-- Work to do --
Reproduce every one of the items below word for word, keeping each line and character unchanged.

begin Record list

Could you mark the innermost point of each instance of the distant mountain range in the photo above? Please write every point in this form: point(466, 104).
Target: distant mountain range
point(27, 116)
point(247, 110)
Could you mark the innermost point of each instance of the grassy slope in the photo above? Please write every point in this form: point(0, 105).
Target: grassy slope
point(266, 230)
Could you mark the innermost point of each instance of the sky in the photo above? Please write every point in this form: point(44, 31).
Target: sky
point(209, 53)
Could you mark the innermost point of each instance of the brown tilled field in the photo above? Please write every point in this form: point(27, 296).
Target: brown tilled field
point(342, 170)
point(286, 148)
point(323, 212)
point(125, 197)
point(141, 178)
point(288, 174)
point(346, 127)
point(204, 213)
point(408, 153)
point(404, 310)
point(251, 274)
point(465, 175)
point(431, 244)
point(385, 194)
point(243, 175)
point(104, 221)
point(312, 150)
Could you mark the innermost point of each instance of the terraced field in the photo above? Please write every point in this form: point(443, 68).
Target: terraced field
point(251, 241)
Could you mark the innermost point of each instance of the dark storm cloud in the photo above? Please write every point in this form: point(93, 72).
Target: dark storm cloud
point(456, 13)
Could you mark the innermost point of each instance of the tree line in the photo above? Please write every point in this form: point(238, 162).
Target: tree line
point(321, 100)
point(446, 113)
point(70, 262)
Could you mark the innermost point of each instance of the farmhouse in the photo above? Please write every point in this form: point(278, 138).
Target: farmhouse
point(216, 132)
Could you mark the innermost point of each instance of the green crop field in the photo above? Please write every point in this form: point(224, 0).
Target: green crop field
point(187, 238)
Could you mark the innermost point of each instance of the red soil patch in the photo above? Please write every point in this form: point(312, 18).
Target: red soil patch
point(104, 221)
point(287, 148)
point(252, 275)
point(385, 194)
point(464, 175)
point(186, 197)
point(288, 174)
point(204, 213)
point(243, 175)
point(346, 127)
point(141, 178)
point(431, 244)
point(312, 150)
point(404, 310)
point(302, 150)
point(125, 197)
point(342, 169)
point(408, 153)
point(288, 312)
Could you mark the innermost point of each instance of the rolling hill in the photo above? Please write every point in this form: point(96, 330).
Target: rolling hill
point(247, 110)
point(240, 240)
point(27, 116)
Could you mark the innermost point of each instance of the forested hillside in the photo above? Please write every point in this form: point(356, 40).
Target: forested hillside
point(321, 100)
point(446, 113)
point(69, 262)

end Record list

-- Solution --
Could you mark the innermost point of each instance of the distant mountain range in the photo above? Please write every point in this form: point(466, 104).
Target: distant mountain range
point(27, 116)
point(247, 110)
Could you mark the innermost point of each instance of the grassy slope in the photo above? Please write every point in this form: point(0, 105).
Target: grassy slope
point(266, 230)
Could you mark the innermost point of each instance of the sky in the photo above? Please write every point in this form: point(44, 31).
Target: sky
point(209, 53)
Could you mark the innermost point of each instance of the brown tilled field in the photo above? Please write every point in this form: point(27, 296).
Target: brown tilled field
point(342, 170)
point(286, 148)
point(323, 212)
point(125, 197)
point(141, 178)
point(288, 174)
point(346, 127)
point(204, 213)
point(408, 153)
point(404, 310)
point(251, 274)
point(465, 175)
point(431, 244)
point(385, 194)
point(243, 175)
point(104, 221)
point(312, 150)
Could you mark the innermost point of each instance of the terraced field in the photo above? Please write every point in this form: point(443, 68).
Target: terraced field
point(251, 241)
Could you mark the innermost point of each instance of the dark storm cloud in the photo above? Please write every point in this form: point(93, 72).
Target: dark storm cloud
point(456, 13)
Could you mark the innermost point of each instance of the tree line in the photo above? Please write every point in this form: point(238, 162).
Target: tree line
point(321, 100)
point(446, 113)
point(70, 262)
Could you mark the innermost point of each instance of the farmhouse in the photo above? Please write every point in this form: point(278, 138).
Target: farmhouse
point(216, 132)
Could you mark the innermost point of each instance of the green crop field in the photo above? Please write every point in this form: point(224, 0).
Target: green crop field
point(187, 238)
Could you mark the innermost point of each instance of the red soil patch in the photo above? Please write every point in this form: point(312, 18).
Target: red soil patch
point(104, 221)
point(287, 148)
point(252, 275)
point(385, 194)
point(464, 175)
point(186, 197)
point(288, 174)
point(204, 213)
point(243, 175)
point(346, 127)
point(141, 178)
point(431, 244)
point(312, 150)
point(404, 310)
point(302, 150)
point(125, 197)
point(342, 169)
point(408, 153)
point(288, 312)
Could you mark the innermost point of each instance of the rolling hill in the photo above? Please write every point in this form: point(96, 330).
Target: rolling hill
point(247, 110)
point(240, 240)
point(27, 116)
Could you mark the innermost point of each instance of the forested hillside in the photo above? Please write every point in this form: point(356, 40).
Target: forested hillside
point(321, 100)
point(446, 113)
point(69, 262)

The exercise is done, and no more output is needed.